[Opening DATA EXTRACT section]

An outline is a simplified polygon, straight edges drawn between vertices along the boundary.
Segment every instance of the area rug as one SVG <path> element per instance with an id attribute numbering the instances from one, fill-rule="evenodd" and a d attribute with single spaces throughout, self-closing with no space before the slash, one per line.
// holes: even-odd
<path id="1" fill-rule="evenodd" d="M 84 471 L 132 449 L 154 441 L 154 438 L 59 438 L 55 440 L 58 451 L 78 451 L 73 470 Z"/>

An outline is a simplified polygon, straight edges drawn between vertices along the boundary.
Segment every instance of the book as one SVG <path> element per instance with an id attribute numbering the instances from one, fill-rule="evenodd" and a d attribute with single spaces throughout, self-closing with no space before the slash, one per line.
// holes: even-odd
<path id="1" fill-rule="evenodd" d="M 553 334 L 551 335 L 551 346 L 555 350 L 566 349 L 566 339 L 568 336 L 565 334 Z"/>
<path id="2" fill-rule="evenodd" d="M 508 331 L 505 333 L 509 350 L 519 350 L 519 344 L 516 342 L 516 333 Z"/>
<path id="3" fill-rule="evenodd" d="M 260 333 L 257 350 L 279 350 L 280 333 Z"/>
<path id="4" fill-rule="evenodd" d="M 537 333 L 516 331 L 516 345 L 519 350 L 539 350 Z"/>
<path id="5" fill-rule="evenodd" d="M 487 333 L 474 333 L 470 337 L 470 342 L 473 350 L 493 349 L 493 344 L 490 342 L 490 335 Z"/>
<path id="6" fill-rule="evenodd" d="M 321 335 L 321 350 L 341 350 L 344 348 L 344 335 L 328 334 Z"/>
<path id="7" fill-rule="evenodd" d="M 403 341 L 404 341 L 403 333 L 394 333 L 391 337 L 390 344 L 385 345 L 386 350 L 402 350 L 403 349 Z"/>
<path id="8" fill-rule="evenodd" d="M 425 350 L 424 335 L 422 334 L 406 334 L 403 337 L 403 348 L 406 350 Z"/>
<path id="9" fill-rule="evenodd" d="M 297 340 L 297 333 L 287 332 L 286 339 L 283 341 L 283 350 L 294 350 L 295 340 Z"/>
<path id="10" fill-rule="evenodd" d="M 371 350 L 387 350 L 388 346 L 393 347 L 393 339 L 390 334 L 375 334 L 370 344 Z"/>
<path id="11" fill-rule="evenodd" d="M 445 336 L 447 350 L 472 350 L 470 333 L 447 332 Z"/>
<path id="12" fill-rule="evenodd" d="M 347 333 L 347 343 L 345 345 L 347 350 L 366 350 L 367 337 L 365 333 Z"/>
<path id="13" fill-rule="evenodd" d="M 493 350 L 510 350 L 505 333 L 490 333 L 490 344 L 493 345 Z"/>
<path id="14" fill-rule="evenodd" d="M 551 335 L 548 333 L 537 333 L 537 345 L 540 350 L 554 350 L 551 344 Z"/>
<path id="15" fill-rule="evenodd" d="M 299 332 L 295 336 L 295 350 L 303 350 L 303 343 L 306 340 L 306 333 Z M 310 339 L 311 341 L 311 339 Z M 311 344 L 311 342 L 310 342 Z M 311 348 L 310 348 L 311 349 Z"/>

[Closing DATA EXTRACT section]

# [ASSIGNMENT]
Each record above has to be set down again, exactly and completely.

# [RESULT OF THE EXERCISE]
An outline is a simplified polygon, straight edges drawn between vertices along the boundary.
Segment every instance of the area rug as one SVG <path> element per instance with an id attribute numbering the instances from one, fill-rule="evenodd" and a d attribute with single spaces throughout, self-closing with no space before the slash, one per line.
// holes: even-odd
<path id="1" fill-rule="evenodd" d="M 84 471 L 132 449 L 154 441 L 154 438 L 59 438 L 55 440 L 58 451 L 78 451 L 73 470 Z"/>

An outline is a simplified polygon, straight edges drawn between vertices along the boundary.
Segment every instance of the book as one SVG <path> element per instance with an id attribute numbering the instances from one, fill-rule="evenodd" and a d attribute with single spaces throughout, self-closing with no space before the slash, one per line.
// holes: even-odd
<path id="1" fill-rule="evenodd" d="M 553 334 L 551 335 L 551 346 L 555 350 L 566 349 L 566 339 L 568 336 L 565 334 Z"/>
<path id="2" fill-rule="evenodd" d="M 508 331 L 505 333 L 509 350 L 519 350 L 519 344 L 516 342 L 516 333 Z"/>
<path id="3" fill-rule="evenodd" d="M 260 333 L 257 350 L 279 350 L 280 333 Z"/>
<path id="4" fill-rule="evenodd" d="M 537 333 L 516 331 L 516 345 L 519 350 L 539 350 Z"/>
<path id="5" fill-rule="evenodd" d="M 487 333 L 474 333 L 470 337 L 470 342 L 473 350 L 493 349 L 493 344 L 490 342 L 490 335 Z"/>
<path id="6" fill-rule="evenodd" d="M 321 335 L 321 350 L 341 350 L 344 348 L 344 335 L 328 334 Z"/>
<path id="7" fill-rule="evenodd" d="M 403 341 L 404 341 L 403 333 L 394 333 L 391 337 L 390 344 L 385 345 L 386 350 L 402 350 L 403 349 Z"/>
<path id="8" fill-rule="evenodd" d="M 425 350 L 424 335 L 422 334 L 406 334 L 403 337 L 403 348 L 406 350 Z"/>
<path id="9" fill-rule="evenodd" d="M 297 340 L 297 333 L 287 332 L 286 339 L 283 341 L 283 350 L 294 350 L 295 340 Z"/>
<path id="10" fill-rule="evenodd" d="M 371 350 L 387 350 L 388 346 L 393 347 L 393 339 L 390 334 L 375 334 L 370 344 Z"/>
<path id="11" fill-rule="evenodd" d="M 445 336 L 447 350 L 472 350 L 470 333 L 447 332 Z"/>
<path id="12" fill-rule="evenodd" d="M 347 333 L 347 343 L 345 345 L 347 350 L 366 350 L 367 337 L 365 333 Z"/>
<path id="13" fill-rule="evenodd" d="M 493 350 L 510 350 L 505 333 L 490 333 L 490 344 L 493 345 Z"/>
<path id="14" fill-rule="evenodd" d="M 551 335 L 548 333 L 537 333 L 537 345 L 540 350 L 554 350 L 551 344 Z"/>
<path id="15" fill-rule="evenodd" d="M 299 332 L 295 336 L 295 350 L 303 350 L 303 343 L 306 340 L 306 333 Z M 310 339 L 311 341 L 311 339 Z M 311 344 L 311 342 L 310 342 Z M 311 348 L 310 348 L 311 349 Z"/>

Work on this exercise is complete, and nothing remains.